[ФРАГМЕНТ ТЕКСТА]:
Образ «улица — легкие ветра» дорогого стоит. Накануне 14 апреля — дня гибели Маяковского — юноша тяжело думал об этом событии, о жизни и смерти.
Было еще и лито им. М. М. Пилипенко — покойного журналиста, поэта, барда — при молодежной газете «На смену!» под руководством Николая Мережникова. Туда ходили и Кузин, и Рыжий. У Бориса появились новые приятели — Игорь Воротников, Леонид Луговых, Алексей Верницкий, Вадим Синявин (стихов не писал — играл на кларнете и многих прочих инструментах).
Лито в Доме культуры автомобилистов — то место, куда пришел Лобанцев после «Горного родника». Там было многолюдно и бурно. Вообще надо сказать, конец 1980-х — начало 1990-х в Екатеринбурге — взлет стихотворства, молодое кипение вокруг стихов и поэтов, поток вечеров, встреч, выступлений, изданий коллективных и индивидуальных (очень скромных, малым тиражом, обычно — за свой счет).

Данные масок сегментации
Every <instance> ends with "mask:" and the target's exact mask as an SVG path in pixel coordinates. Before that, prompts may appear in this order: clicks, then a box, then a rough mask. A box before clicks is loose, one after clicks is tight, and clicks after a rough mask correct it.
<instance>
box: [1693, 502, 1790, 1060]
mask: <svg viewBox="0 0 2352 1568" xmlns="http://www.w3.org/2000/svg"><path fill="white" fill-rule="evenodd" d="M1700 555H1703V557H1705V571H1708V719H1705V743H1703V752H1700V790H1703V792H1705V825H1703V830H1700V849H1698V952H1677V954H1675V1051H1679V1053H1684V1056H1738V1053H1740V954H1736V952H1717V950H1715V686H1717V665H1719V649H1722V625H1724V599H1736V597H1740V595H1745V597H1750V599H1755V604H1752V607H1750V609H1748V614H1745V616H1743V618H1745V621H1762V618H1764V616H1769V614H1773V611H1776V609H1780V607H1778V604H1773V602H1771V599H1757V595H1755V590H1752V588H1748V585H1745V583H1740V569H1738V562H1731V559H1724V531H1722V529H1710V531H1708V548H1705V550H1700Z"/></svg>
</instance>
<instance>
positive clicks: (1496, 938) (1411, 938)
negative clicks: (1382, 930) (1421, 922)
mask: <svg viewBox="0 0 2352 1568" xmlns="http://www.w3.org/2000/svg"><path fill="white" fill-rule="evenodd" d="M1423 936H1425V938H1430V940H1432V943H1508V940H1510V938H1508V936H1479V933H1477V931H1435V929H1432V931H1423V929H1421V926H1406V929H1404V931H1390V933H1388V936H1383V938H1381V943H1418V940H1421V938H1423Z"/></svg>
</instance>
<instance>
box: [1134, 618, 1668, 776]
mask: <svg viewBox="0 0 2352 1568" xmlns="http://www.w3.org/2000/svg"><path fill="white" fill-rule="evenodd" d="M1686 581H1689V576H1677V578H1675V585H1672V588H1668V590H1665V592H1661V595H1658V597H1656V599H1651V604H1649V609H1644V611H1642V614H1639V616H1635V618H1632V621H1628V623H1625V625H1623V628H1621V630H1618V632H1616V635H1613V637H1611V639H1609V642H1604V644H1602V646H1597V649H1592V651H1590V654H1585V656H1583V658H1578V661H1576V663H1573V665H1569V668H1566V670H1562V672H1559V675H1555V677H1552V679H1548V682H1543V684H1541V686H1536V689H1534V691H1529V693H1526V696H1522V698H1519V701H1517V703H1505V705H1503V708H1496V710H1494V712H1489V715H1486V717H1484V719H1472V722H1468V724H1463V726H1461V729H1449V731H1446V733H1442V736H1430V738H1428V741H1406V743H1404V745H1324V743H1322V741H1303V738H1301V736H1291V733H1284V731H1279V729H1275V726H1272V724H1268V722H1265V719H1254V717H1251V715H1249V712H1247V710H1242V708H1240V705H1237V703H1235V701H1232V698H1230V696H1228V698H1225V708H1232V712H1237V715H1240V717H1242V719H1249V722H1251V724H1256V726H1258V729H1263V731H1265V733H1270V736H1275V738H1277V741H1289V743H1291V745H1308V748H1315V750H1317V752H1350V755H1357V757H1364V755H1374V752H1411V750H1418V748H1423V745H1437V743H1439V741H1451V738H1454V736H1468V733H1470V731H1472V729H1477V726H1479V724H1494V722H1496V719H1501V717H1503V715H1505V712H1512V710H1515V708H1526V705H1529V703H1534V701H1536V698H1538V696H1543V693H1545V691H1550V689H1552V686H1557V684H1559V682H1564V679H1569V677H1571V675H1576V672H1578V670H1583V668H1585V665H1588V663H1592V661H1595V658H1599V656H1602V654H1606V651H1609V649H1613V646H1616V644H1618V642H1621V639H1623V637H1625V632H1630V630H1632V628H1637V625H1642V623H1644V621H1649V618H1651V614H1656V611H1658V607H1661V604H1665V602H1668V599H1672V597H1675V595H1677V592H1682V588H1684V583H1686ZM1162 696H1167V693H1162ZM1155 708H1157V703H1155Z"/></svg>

[ЧТО НУЖНО СДЕЛАТЬ]:
1) Кто, согласно тексту о литературных объединениях Екатеринбурга, руководил лито им. М. М. Пилипенко при молодежной газете «На смену!»?
2) Напишите продолжение текста о литературных объединениях Екатеринбурга, начав сразу после его последнего предложения.

[РЕЗУЛЬТАТЫ ВЫПОЛНЕНИЯ]:
1) Николай Мережников.

2)
Я пишу не трактат об уральской поэзии. Но рядом с Рыжим были другие.
Юрий Лобанцев был, что называется, крепким поэтом, сколачивая стихи продуманно и без внешних эффектов. Он писал стихи, как вел литобъединение, уча и наставляя:
Поэтов, присосавшихся к березам,
теперь обходит время стороной.
Лобанцев был знаком с тем же Евтушенко, не претендуя на привилегированную близость, почитал его и вообще элиту шестидесятнической эстрады, но стилистически тяготел к той условной «тихой лирике», вождем которой критика назначила Владимира Соколова. Это не противоречило любви к выступлениям перед живой публикой — сам выступал и воспитанников приводил на сцену. Он продолжал наставлять (стихотворение «Слово»):
Зеркально отшлифован слог.
Писать становится несложно.
Но в недрах речи,
будто рок,
мерцает будущее Слово.
Еще заученность крепка,
а новь —
корявостью пугает,
еще стремятся намекать,
а молвить прямо —
избегают.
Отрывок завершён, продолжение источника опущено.